_Task description_
From the first line to the last, copy the data below word for word.

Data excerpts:
──────────

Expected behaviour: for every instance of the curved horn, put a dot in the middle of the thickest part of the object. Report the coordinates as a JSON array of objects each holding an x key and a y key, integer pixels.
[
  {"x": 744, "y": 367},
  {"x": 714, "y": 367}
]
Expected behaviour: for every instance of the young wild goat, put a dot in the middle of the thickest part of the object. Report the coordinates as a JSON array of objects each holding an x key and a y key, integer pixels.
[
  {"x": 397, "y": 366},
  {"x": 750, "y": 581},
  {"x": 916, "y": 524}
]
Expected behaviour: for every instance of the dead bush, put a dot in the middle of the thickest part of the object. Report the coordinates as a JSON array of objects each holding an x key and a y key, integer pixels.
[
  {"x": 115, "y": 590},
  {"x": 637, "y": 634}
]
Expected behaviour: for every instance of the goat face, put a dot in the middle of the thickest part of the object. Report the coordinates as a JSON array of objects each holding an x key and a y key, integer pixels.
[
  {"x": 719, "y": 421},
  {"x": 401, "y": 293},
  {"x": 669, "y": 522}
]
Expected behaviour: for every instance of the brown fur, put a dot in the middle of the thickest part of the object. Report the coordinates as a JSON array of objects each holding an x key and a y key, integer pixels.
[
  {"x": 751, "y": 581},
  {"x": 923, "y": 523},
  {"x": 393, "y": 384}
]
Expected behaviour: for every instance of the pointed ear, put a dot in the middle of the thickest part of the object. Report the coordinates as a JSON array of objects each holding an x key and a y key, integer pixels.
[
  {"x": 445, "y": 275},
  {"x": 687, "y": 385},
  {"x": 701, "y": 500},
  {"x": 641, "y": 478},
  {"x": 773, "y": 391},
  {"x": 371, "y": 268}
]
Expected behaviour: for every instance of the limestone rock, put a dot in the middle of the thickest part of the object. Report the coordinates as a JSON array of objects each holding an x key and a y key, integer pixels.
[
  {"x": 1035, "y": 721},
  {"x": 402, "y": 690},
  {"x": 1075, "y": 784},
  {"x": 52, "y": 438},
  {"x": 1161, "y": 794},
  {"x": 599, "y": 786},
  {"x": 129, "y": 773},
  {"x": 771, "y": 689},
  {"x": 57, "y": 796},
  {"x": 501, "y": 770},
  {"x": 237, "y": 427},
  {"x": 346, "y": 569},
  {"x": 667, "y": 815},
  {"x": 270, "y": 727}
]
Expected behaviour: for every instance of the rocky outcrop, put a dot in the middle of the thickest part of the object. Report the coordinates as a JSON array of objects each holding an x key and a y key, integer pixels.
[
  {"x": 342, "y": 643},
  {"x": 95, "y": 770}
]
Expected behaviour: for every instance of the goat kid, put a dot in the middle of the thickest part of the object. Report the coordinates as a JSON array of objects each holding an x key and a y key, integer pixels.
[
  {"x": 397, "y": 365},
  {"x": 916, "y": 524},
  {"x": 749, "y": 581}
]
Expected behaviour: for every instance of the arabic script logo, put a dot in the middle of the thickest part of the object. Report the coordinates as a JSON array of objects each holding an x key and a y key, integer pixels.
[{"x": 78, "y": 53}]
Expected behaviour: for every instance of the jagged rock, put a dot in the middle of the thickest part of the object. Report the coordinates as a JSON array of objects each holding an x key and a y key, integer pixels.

──────────

_Exercise response_
Expected behaviour: for every instance of the curved horn, put a dot in the middle of the thickest part of the object. Report the coordinates as a JSON array of objects each holding an x key and a y key, integer pixels.
[
  {"x": 744, "y": 367},
  {"x": 714, "y": 367}
]
Expected behaviour: for every instance of the young wild goat, put a dot in the middle of the thickest part of the object. Report the coordinates as a JSON array of objects each holding an x key and a y key, integer pixels.
[
  {"x": 397, "y": 366},
  {"x": 750, "y": 581},
  {"x": 916, "y": 524}
]
Expected behaviour: for every instance of the dead bush, put a dot in the middle of the thickest part of the object. Report the coordinates as a JSON array of objects each holding an x key and a y key, integer pixels.
[
  {"x": 115, "y": 590},
  {"x": 637, "y": 634}
]
Expected behaviour: for every instance of the goat face, put a dot in the middle of the thickest part of the object. Report the coordinates as a JSON array of objects each holding an x key and a y key, integer pixels.
[
  {"x": 719, "y": 421},
  {"x": 401, "y": 293},
  {"x": 669, "y": 522}
]
Expected behaviour: for every instance of the brown fur, put a dot in the middle of the thickest part of the object. Report the coordinates as a JSON array of objects each holding an x key and a y key, integer pixels.
[
  {"x": 751, "y": 581},
  {"x": 923, "y": 523},
  {"x": 393, "y": 384}
]
Expected behaviour: for every instance of the pointed ear, put a dot in the middle of the thickest part of the object. Report the coordinates as a JSON array of objects each holding an x key and a y key, integer pixels.
[
  {"x": 445, "y": 275},
  {"x": 687, "y": 385},
  {"x": 701, "y": 500},
  {"x": 641, "y": 478},
  {"x": 773, "y": 391},
  {"x": 371, "y": 268}
]
Expected behaviour: for every instance of the limestone rock, put a dot in the middle of the thickest part of the object. Report the coordinates as a JSON array of objects each holding an x key and a y key, integer pixels.
[
  {"x": 1035, "y": 721},
  {"x": 402, "y": 690},
  {"x": 1075, "y": 784},
  {"x": 52, "y": 438},
  {"x": 1161, "y": 794},
  {"x": 599, "y": 786},
  {"x": 129, "y": 773},
  {"x": 771, "y": 689},
  {"x": 57, "y": 796},
  {"x": 501, "y": 770},
  {"x": 237, "y": 427},
  {"x": 346, "y": 569},
  {"x": 667, "y": 815},
  {"x": 270, "y": 727}
]
Expected behaviour: for every instance of the rocky outcrop, put a dot in the middle of the thickest part of the object. Report the coordinates as a JSON array of objects each holding an x key and a y key, integer pixels.
[
  {"x": 342, "y": 643},
  {"x": 95, "y": 770}
]
Expected behaviour: for every instance of the goat kid, put a dot in the middle of the thickest part of the object. Report the coordinates as a JSON array of objects each holding an x key and a y key, integer pixels.
[
  {"x": 397, "y": 365},
  {"x": 916, "y": 524},
  {"x": 749, "y": 581}
]
Expected behaviour: for every instance of the arabic script logo, put a dot in the middle of the thickest part of the object. Report the coordinates as a JSON array of objects each holding an x key and a y key, integer pixels.
[{"x": 78, "y": 53}]
Expected behaviour: for every instance of the jagged rock, put a dot in the middle of the thickest part of the object. Report the coordinates as a JSON array of objects each holding an x key and a y key, integer pixels.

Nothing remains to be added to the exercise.